EXERCISE TASK 1 ▸
List the columns of the employees table created in the SQL window functions article below.

Window Functions in SQL

Window Functions in SQL

The SQL window function is a crucial feature for everyone because it makes it possible to calculate a specific set of rows while keeping the rows in the dataset intact. This is referred to as “windows”. These help in advanced data analytics and database management.

In this article, we will examine the definition of SQL window functions, their classifications, and real-life examples with reference to how they work.

Table of Contents

What are Window Functions in SQL Server?

SQL window functions let you compute values over a set of records associated with the current record without grouping them. Window functions are different from aggregate functions such as SUM() or AVG() because window functions do not change the total number of rows in the data, rather, they provide more insight into a single record from the data.

Window functions could calculate the running total, rank, or moving average with the full dataset intact.

Types of Window Functions

Window functions in SQL can be categorized into the following three types:

1. Ranking Functions

In SQL, ranking functions are used to assign a position to specific rows in a given order. They provide an order to the dataset without deleting any rows.

For the implementation, we are going to create an employee table with columns employee_id, name, department and salary

CREATE TABLE employees (

    employee_id INT PRIMARY KEY,

    name VARCHAR(100),

    department VARCHAR(50),

    salary DECIMAL(10,2)

);

INSERT INTO employees (employee_id, name, department, salary) VALUES
(1, 'Alice', 'HR', 60000),
(2, 'Bob', 'HR', 75000),
(3, 'Charlie', 'HR', 70000),
(4, 'David', 'Engineering', 90000),
(5, 'Eve', 'Engineering', 85000),
(6, 'Frank', 'Engineering', 95000),
(7, 'Grace', 'Marketing', 72000),
(8, 'Hank', 'Marketing', 78000),
(9, 'Ivy', 'Marketing', 75000);

1. ROW_NUMBER()

This function gives a unique value to each row in a specified order without any matching values. In this case, there are no ties and every row receives a different number, such as 1, 2, 3 and so forth.

SELECT employee_id, department, salary,
       ROW_NUMBER() OVER (PARTITION BY department ORDER BY salary DESC) AS row_num
FROM employees;

2. RANK()

This function uniquely ranks each row within a specified order. It also skips numbers in its ranking if there are multiple ties. For example, if there are two rows sharing the same rank value of 2, then the next row would be assigned rank 4.

 SELECT employee_id, department, salary,
       RANK() OVER (PARTITION BY department ORDER BY salary DESC) AS rank
FROM employees;

3. DENSE_RANK()

This function can be viewed as a variation of the RANK function. It does not skip ranks for duplicate values. For example, if there are two rows sharing the same rank of 2, the next row will receive a rank value of 3.

SELECT employee_id, department, salary,
       DENSE_RANK() OVER (PARTITION BY department ORDER BY salary DESC) AS dense_rank
FROM employees;

4. NTILE()

GIVEN DATA ▸
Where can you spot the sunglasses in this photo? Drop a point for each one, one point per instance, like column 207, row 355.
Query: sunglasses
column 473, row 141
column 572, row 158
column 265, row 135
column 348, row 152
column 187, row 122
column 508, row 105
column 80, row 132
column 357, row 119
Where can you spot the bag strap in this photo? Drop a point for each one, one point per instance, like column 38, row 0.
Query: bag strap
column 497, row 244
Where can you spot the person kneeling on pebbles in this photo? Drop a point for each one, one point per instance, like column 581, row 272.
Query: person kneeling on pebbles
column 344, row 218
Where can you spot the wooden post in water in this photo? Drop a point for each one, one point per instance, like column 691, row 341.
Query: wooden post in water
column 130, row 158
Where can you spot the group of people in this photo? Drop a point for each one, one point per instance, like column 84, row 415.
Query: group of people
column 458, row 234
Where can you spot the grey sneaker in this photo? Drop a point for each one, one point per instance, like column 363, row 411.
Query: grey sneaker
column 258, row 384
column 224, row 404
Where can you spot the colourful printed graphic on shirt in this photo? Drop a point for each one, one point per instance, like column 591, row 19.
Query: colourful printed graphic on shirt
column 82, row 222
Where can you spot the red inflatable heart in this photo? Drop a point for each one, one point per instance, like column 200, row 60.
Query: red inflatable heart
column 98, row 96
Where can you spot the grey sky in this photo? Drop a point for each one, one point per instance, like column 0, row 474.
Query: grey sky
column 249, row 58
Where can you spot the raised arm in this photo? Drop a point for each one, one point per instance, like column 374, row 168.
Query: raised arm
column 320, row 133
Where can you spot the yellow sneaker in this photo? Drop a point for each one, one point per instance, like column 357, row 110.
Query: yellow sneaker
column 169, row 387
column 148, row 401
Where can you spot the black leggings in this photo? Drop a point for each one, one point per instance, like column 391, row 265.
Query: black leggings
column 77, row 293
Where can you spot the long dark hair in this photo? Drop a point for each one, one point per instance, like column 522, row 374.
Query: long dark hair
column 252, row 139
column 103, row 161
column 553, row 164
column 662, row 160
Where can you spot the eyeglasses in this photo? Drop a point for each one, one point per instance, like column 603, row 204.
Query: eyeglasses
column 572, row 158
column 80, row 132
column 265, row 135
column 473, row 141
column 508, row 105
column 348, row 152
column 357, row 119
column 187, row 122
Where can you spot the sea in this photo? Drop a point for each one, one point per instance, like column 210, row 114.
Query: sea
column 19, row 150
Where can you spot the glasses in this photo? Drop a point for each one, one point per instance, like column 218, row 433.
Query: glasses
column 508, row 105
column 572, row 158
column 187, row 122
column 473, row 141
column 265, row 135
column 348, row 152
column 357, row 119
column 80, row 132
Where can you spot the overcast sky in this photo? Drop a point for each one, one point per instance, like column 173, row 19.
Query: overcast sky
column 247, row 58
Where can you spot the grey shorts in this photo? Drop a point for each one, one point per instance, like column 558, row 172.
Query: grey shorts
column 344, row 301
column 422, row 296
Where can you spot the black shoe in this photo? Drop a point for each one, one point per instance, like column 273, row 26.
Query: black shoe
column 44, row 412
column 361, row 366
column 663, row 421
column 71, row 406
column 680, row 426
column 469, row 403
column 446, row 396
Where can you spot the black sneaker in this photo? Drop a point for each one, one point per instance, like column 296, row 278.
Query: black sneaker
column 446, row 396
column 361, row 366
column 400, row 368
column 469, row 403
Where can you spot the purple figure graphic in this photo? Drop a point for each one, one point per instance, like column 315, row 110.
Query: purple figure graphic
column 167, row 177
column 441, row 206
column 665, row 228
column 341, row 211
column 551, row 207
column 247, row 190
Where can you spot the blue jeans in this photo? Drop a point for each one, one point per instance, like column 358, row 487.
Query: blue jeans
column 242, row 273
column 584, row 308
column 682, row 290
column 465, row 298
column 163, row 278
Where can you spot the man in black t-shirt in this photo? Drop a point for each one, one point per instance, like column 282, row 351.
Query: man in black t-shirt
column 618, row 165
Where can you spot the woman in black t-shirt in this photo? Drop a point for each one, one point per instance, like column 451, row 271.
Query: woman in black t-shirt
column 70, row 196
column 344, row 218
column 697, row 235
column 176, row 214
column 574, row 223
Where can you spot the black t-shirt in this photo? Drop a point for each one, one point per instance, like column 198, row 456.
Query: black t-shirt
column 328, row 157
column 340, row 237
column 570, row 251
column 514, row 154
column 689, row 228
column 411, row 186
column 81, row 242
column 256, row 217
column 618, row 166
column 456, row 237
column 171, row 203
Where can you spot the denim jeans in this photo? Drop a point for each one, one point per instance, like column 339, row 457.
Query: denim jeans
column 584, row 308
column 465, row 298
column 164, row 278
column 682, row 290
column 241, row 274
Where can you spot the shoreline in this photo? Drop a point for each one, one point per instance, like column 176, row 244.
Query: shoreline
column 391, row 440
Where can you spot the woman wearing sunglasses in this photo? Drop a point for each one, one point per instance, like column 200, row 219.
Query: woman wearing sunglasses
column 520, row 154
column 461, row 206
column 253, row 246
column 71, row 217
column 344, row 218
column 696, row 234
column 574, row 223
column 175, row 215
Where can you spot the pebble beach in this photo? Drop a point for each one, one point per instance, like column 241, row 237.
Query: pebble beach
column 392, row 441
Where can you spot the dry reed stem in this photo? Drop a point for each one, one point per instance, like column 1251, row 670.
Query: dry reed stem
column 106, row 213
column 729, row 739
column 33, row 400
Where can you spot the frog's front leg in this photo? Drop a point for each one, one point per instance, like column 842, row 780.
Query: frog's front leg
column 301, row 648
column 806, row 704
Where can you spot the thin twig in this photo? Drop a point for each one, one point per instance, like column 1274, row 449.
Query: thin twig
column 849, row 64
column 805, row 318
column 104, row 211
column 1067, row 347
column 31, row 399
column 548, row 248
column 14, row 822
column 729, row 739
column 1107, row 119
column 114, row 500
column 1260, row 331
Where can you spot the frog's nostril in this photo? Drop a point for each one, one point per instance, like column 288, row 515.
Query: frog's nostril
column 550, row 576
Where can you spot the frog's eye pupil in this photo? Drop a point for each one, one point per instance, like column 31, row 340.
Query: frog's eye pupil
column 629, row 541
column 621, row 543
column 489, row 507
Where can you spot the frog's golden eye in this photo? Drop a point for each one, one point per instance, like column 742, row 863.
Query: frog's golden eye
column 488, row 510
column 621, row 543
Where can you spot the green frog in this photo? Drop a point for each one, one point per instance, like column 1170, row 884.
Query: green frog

EXERCISE TASK 2 ▸
Reproduce the stretch of entries from their first line through the line containing "column 98, row 96", character for character.

CORRECT RESULT 1 ▸
employee_id, name, department, salary

CORRECT RESULT 2 ▸
Where can you spot the sunglasses in this photo? Drop a point for each one, one point per instance, like column 207, row 355.
Query: sunglasses
column 473, row 141
column 572, row 158
column 265, row 135
column 348, row 152
column 187, row 122
column 508, row 105
column 80, row 132
column 357, row 119
Where can you spot the bag strap in this photo? Drop a point for each one, one point per instance, like column 38, row 0.
Query: bag strap
column 497, row 244
Where can you spot the person kneeling on pebbles in this photo? Drop a point for each one, one point per instance, like column 581, row 272.
Query: person kneeling on pebbles
column 344, row 218
Where can you spot the wooden post in water in this photo? Drop a point for each one, one point per instance, like column 691, row 341.
Query: wooden post in water
column 130, row 158
Where can you spot the group of people in this photo? Drop a point for each one, one point per instance, like column 84, row 415.
Query: group of people
column 458, row 234
Where can you spot the grey sneaker in this photo? Drop a point for each one, one point per instance, like column 363, row 411.
Query: grey sneaker
column 258, row 384
column 224, row 404
Where can you spot the colourful printed graphic on shirt in this photo? Drop a point for each one, one point per instance, like column 591, row 19.
Query: colourful printed graphic on shirt
column 82, row 222
Where can you spot the red inflatable heart in this photo? Drop a point for each one, one point per instance, like column 200, row 60.
Query: red inflatable heart
column 98, row 96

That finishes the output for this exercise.